+++ PAGE +++
From this point, the notion of a legal age should be considered. This notion takes a central place in the Western societies and is a key notion in international agreements prohibiting the use of child soldiers. Nevertheless, it is totally absent in African societies, which have developed their own models of childhood. There are few reasons for that. The first is a different perception of the nature of childhood. The second reason is economical. The economic systems of the West and Africa developed in different ways. Since the end of the 19th century, children of Western societies became treated as consumers and not as the workforce. Meanwhile, in African societies, children were still an important part of the workforce. Nobody thought that hard work could somehow violate child rights. Apparently, the relations between children and parents have changed, but a child is still considered to be as a prospective part of the workforce (Jézéquel, 2006).
+++
● **DIRECTIVES**
1) For each statement, say whether it agrees with the passage on legal age. Answer yes or no, and quote the words of the passage that decide it.
(a) The notion of a legal age is absent in African societies.
(b) Since the end of the 19th century, children in Western societies have been treated as part of the workforce.
(c) In African societies, hard work was commonly seen as a violation of child rights.
2) Quote every sentence in the passage on legal age that contains the word "children".
3) Extend the passage on legal age with a paragraph that picks up after its final sentence.
The records below this point come from a separate source, not from the passage on legal age.
+++ RECORDED INFORMATION +++
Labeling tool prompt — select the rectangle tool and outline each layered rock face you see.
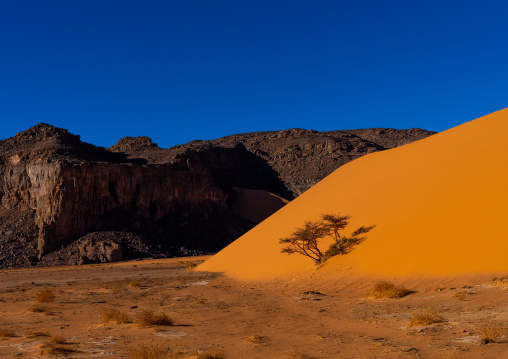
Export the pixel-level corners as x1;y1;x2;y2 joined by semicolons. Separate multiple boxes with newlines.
0;124;432;267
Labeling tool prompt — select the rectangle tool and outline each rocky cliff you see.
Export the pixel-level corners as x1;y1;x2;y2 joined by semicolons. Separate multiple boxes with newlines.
0;124;432;267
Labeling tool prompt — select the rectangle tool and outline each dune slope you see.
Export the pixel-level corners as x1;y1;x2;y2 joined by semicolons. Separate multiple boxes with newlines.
199;109;508;279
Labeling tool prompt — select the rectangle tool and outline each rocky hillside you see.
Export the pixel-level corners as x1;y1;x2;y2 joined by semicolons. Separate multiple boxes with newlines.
0;124;432;267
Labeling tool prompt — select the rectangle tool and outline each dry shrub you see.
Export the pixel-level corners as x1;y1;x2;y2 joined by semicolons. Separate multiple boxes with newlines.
196;349;226;359
247;335;267;344
129;345;171;359
368;281;414;299
129;279;141;288
26;330;51;339
455;290;474;302
138;310;174;327
0;329;16;338
39;343;76;356
409;306;443;327
491;275;508;285
101;309;132;324
288;349;316;359
35;289;55;303
477;325;503;344
28;305;52;315
48;335;68;344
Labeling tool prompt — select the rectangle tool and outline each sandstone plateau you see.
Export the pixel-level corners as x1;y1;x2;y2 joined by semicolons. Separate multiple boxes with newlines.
0;124;433;267
199;109;508;279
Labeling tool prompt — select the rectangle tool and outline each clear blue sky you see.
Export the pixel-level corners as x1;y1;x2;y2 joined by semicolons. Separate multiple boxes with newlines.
0;0;508;147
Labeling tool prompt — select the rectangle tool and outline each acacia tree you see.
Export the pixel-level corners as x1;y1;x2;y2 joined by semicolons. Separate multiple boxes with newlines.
279;214;375;264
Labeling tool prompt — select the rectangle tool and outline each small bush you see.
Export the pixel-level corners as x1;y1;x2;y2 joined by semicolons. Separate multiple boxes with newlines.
0;329;16;338
101;309;132;324
247;335;267;344
48;335;68;344
138;310;174;327
129;345;171;359
491;275;508;285
129;279;141;288
28;305;51;315
477;325;503;344
39;343;76;356
26;330;51;339
288;349;316;359
196;350;226;359
455;290;474;302
409;307;443;327
35;289;55;303
368;281;414;299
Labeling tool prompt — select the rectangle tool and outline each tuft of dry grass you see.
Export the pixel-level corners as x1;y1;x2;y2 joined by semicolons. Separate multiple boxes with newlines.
129;279;141;288
129;344;171;359
247;335;267;344
28;305;52;315
35;289;55;303
26;330;51;339
0;329;16;338
491;275;508;285
288;349;316;359
476;325;503;344
48;335;68;344
39;343;76;356
368;281;414;299
138;310;174;327
101;309;132;324
409;306;444;327
196;349;226;359
455;290;474;302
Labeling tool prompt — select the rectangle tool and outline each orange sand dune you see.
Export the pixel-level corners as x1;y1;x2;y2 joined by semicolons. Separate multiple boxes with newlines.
199;109;508;279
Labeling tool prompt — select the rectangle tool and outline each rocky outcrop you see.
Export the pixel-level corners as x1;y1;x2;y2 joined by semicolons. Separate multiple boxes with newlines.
110;128;435;199
39;231;160;265
0;124;431;267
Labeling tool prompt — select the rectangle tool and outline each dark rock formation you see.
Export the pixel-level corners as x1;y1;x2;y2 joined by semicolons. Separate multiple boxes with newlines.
40;231;160;265
0;124;432;267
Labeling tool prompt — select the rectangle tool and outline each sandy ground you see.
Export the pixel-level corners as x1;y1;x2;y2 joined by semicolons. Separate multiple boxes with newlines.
0;257;508;358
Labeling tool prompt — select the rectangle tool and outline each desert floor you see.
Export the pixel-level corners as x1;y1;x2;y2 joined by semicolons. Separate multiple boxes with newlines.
0;257;508;358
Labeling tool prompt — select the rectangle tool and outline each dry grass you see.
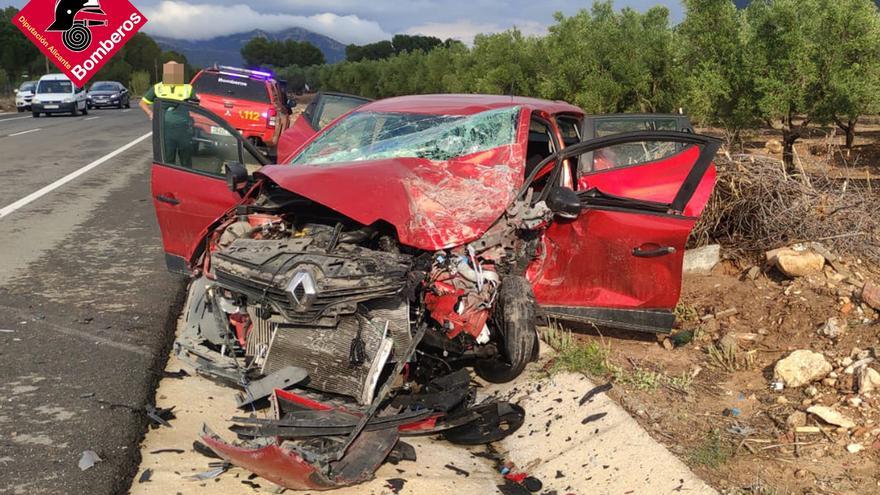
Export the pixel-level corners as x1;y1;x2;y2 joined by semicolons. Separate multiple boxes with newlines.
693;153;880;263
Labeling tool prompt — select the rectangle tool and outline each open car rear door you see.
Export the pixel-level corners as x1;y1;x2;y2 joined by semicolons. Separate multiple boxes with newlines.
151;99;266;274
528;131;720;332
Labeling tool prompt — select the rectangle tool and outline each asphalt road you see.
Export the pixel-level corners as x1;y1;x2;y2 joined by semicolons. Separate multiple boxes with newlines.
0;106;184;495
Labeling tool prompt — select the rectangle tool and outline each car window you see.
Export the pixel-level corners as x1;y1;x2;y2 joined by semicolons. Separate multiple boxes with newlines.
193;72;270;103
581;118;682;175
291;107;520;165
154;101;259;177
556;116;581;146
37;79;73;94
313;95;366;130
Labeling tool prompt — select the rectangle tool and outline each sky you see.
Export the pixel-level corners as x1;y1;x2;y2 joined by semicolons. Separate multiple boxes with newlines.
13;0;682;44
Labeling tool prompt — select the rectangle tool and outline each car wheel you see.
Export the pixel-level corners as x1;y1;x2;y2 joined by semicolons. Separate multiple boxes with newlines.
474;275;538;383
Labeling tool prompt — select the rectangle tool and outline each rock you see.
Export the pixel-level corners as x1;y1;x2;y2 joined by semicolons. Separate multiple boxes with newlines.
774;251;825;278
718;333;739;356
819;316;847;339
785;411;807;428
862;281;880;310
846;443;864;454
773;349;832;387
746;265;761;280
859;366;880;394
807;406;856;428
682;244;721;273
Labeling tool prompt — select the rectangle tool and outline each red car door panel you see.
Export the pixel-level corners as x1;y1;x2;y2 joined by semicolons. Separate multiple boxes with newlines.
151;163;241;271
151;99;265;273
278;114;318;163
527;132;718;331
530;209;694;309
577;146;715;216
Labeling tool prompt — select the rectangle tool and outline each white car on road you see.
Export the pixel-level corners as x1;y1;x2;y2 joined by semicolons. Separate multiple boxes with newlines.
31;74;89;118
15;81;37;112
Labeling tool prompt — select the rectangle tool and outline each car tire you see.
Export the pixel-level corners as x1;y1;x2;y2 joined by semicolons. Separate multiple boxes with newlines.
474;275;539;383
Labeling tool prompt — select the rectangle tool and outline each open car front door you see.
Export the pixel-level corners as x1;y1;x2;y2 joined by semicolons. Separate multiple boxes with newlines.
151;99;266;274
527;131;720;332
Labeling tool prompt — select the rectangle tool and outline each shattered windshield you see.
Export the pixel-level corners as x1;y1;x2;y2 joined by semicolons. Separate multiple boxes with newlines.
290;107;520;165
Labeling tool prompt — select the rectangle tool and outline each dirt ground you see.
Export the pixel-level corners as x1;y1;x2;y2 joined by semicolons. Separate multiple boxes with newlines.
130;324;717;495
579;256;880;495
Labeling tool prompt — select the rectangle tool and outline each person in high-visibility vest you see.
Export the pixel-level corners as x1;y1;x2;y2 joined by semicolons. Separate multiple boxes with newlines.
140;62;198;167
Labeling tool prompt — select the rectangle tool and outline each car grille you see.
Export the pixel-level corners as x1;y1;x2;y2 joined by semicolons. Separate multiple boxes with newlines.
216;270;401;326
212;239;410;327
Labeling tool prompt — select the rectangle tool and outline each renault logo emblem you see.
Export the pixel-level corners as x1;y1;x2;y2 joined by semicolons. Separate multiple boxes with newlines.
286;271;318;311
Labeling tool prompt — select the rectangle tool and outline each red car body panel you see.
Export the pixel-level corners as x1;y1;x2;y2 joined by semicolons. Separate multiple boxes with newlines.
577;146;715;217
528;146;715;309
258;110;528;251
153;95;715;326
151;164;241;266
202;431;337;490
278;114;318;163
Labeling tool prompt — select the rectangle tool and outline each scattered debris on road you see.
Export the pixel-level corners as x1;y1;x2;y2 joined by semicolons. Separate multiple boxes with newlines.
79;450;103;471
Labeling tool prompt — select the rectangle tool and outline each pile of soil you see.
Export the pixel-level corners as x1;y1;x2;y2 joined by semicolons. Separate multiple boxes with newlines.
579;254;880;494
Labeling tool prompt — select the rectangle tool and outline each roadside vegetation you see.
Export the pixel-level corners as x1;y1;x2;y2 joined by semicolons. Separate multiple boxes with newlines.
278;0;880;172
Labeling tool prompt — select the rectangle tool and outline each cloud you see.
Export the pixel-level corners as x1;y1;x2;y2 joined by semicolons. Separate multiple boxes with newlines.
406;19;547;45
142;0;390;44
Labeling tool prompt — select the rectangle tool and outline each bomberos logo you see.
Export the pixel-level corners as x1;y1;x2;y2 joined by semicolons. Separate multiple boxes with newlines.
13;0;147;87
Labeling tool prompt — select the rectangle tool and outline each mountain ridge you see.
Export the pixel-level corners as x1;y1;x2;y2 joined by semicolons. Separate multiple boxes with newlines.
150;27;345;67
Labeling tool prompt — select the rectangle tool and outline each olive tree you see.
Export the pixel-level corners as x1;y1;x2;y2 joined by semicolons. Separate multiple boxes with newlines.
743;0;833;170
819;0;880;148
540;1;679;112
675;0;756;142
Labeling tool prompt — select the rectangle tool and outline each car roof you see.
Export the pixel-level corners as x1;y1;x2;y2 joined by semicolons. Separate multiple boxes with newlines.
358;94;584;115
40;74;70;81
197;65;278;83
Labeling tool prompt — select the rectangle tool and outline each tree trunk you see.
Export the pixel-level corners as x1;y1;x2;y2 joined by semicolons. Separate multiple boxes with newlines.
782;128;798;174
844;120;856;150
834;116;859;150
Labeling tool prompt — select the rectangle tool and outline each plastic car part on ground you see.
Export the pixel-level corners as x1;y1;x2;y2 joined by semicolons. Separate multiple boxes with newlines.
202;370;525;490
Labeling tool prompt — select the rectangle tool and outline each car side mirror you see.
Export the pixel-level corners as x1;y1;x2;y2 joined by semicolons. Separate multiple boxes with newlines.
225;162;248;194
547;186;581;218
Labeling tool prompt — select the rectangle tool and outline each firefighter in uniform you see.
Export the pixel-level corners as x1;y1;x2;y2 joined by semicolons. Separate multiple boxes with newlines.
140;82;198;167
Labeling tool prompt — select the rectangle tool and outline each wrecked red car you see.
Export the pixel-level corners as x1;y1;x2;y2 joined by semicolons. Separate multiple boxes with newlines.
152;95;719;489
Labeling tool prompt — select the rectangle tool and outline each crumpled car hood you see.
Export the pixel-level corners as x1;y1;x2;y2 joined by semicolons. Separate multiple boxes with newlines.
257;144;524;251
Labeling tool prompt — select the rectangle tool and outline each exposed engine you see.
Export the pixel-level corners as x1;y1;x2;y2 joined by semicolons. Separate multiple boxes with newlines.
187;188;549;404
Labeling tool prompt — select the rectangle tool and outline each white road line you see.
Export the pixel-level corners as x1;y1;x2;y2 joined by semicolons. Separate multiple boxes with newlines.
0;132;153;218
8;129;42;137
0;115;34;124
+++
● **ANSWERS TO THE EXERCISES**
1)
(a) Yes: "it is totally absent in African societies"
(b) No: "children of Western societies became treated as consumers and not as the workforce"
(c) No: "Nobody thought that hard work could somehow violate child rights."

2)
1. "Since the end of the 19th century, children of Western societies became treated as consumers and not as the workforce."
2. "Meanwhile, in African societies, children were still an important part of the workforce."
3. "Apparently, the relations between children and parents have changed, but a child is still considered to be as a prospective part of the workforce (Jézéquel, 2006)."

3)
There are many reasons why children choose to become soldiers and take part in armed conflicts. These include the poverty and the conflict the children live in. Their families can also be a powerful factor. The poverty and conflict prevent children from attending schools and can deprive children of their parents as well, which is particularly tragic for children. According to Schmidt (2007), almost eighty percent of children who have become soldiers, compared to twenty percent who have not, faced conflict close to their homes. The government is interested in recruiting child soldiers because the army is lacking workforce. It promises payments, rewards, or social benefits to the child soldiers. It provides children with lighter weapons so that young soldiers can carry them easily (Schmidt 2007). Armed forces benefit from recruiting children for they are more obedient and execute orders immediately, and it is easier to manipulate them than it is the case with grownup soldiers (Young, 2007).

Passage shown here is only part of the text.